* **Task item**: Would you output the entries below only from the line containing "x=144, y=386" through the line containing "Target: mouth", exactly as they stand and with both ends included?

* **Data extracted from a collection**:
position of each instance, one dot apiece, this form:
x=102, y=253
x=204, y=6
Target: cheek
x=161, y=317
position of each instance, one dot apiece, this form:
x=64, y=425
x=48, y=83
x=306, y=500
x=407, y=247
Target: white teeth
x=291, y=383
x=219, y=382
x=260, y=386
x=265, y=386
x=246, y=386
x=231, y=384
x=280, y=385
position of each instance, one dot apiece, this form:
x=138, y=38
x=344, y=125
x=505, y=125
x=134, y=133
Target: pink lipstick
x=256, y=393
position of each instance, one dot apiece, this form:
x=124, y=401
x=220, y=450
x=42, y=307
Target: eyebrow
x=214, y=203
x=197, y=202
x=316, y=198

...

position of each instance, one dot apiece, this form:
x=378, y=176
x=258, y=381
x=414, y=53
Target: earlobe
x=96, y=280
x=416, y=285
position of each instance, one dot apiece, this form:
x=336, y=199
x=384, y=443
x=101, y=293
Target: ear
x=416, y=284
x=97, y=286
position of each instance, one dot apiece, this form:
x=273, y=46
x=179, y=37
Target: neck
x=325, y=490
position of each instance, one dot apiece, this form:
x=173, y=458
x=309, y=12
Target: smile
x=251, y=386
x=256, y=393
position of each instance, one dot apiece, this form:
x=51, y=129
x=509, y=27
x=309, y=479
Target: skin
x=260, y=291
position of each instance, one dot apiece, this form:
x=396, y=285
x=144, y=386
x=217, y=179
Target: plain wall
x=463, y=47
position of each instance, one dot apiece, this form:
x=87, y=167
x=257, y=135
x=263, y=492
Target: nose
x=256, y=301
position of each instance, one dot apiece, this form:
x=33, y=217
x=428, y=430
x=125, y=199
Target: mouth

* * *

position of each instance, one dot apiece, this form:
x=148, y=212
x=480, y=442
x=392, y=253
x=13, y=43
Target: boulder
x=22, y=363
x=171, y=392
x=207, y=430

* **Completed task**:
x=144, y=386
x=217, y=179
Target: plain wall
x=463, y=47
position of each instance, one dot apiece, this form:
x=87, y=167
x=257, y=135
x=263, y=492
Target: nose
x=256, y=301
position of each instance, one dot apiece, this form:
x=33, y=217
x=428, y=430
x=125, y=199
Target: mouth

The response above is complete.